- **Your task**: Please copy out the entries until you have copied the line that contains "positive clicks: (791, 649)", beginning with the first line.

═══

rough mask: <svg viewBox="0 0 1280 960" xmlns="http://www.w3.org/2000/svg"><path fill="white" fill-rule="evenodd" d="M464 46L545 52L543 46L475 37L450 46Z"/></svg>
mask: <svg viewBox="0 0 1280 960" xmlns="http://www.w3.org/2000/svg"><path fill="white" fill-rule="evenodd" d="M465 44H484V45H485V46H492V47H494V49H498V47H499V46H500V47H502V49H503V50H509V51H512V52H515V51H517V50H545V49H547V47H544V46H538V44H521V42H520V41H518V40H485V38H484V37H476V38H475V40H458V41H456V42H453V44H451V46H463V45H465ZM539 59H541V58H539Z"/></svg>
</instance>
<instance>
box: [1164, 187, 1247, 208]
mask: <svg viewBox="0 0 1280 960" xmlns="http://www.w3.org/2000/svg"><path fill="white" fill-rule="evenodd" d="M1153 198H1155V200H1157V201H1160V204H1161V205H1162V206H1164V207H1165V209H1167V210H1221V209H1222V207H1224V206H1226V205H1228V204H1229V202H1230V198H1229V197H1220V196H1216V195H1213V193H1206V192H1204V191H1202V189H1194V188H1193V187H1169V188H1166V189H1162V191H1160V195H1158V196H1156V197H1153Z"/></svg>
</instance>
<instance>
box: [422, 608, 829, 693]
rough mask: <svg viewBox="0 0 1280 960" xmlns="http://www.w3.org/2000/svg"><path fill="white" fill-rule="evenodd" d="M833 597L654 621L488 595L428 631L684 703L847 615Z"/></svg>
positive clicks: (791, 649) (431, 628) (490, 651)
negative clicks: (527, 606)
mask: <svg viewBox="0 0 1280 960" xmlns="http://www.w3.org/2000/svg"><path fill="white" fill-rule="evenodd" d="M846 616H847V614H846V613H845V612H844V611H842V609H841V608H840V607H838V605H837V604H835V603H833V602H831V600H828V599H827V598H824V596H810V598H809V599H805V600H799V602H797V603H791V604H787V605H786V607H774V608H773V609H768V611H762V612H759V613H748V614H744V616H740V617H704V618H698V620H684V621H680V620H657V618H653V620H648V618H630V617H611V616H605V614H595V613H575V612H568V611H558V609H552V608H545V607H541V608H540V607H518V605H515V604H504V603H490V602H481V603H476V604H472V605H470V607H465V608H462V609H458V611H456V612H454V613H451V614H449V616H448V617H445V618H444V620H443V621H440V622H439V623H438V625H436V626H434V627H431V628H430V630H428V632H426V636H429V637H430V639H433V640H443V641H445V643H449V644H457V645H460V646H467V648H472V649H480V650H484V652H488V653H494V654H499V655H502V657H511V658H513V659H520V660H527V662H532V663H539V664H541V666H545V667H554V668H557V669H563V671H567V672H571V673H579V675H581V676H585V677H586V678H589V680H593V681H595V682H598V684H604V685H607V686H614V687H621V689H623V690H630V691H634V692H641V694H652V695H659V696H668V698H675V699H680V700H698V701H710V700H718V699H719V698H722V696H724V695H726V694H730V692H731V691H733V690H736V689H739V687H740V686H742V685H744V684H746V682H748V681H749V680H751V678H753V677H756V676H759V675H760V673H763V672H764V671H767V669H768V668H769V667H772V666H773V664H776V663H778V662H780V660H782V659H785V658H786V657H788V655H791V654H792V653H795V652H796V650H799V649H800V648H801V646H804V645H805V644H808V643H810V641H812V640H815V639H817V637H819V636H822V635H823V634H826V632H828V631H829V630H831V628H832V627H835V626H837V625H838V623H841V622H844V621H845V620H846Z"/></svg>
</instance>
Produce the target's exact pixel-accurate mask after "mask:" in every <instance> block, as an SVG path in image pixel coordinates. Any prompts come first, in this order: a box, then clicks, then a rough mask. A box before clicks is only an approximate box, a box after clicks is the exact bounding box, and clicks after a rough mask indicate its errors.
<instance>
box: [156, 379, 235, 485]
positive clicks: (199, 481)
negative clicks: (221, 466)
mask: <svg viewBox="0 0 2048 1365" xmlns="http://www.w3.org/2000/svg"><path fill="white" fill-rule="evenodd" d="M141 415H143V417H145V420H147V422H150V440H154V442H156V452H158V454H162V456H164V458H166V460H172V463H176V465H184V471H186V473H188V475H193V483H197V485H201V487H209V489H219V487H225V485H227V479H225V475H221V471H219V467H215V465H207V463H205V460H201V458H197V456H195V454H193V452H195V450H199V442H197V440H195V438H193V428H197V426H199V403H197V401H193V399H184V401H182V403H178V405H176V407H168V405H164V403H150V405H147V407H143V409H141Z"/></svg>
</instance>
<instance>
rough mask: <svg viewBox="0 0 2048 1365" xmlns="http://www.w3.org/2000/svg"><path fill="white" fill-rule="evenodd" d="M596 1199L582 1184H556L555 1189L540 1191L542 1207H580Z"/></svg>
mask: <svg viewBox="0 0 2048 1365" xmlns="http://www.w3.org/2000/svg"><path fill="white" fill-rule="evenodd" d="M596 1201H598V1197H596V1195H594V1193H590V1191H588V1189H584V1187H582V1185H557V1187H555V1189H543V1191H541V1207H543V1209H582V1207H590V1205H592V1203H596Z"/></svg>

═══

- **Exercise response**:
rough mask: <svg viewBox="0 0 1280 960" xmlns="http://www.w3.org/2000/svg"><path fill="white" fill-rule="evenodd" d="M464 46L545 52L543 46L475 37L450 46Z"/></svg>
mask: <svg viewBox="0 0 1280 960" xmlns="http://www.w3.org/2000/svg"><path fill="white" fill-rule="evenodd" d="M465 44H484V45H485V46H492V47H494V49H498V47H499V46H500V47H502V49H503V50H509V51H512V52H515V51H517V50H545V49H547V47H544V46H538V44H521V42H520V41H518V40H485V38H484V37H476V38H475V40H458V41H456V42H453V44H451V46H463V45H465ZM539 59H541V58H539Z"/></svg>
</instance>
<instance>
box: [1164, 187, 1247, 208]
mask: <svg viewBox="0 0 1280 960" xmlns="http://www.w3.org/2000/svg"><path fill="white" fill-rule="evenodd" d="M1153 198H1155V200H1157V201H1160V204H1161V205H1162V206H1164V207H1165V209H1167V210H1221V209H1222V207H1224V206H1226V205H1228V204H1229V202H1230V198H1229V197H1220V196H1216V195H1213V193H1206V192H1204V191H1202V189H1194V188H1193V187H1169V188H1166V189H1162V191H1160V195H1158V196H1156V197H1153Z"/></svg>
</instance>
<instance>
box: [422, 608, 829, 693]
rough mask: <svg viewBox="0 0 1280 960" xmlns="http://www.w3.org/2000/svg"><path fill="white" fill-rule="evenodd" d="M833 597L654 621L488 595L428 631L684 703L847 615Z"/></svg>
positive clicks: (791, 649) (431, 628) (490, 651)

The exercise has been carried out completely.